### Supplied material
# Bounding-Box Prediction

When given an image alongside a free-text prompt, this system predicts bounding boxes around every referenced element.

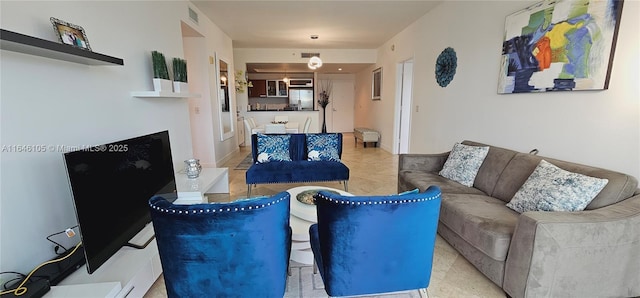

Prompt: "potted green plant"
[151,51,171,91]
[172,58,189,93]
[318,80,333,133]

### Task goal
Please lay out the listing above as a Markdown table with the columns Row and Line, giving each non-blank line its own numbered row and omitting the picture.

### Reply to the exercise
| Row | Line |
|---|---|
| 1 | # Bounding-Box Prediction |
| 2 | When given an image alongside a free-text prompt, this system predicts bounding boxes around every referenced element. |
| 3 | Prompt: "potted green plant" |
| 4 | [151,51,171,91] |
| 5 | [172,58,189,93] |
| 6 | [318,80,333,133] |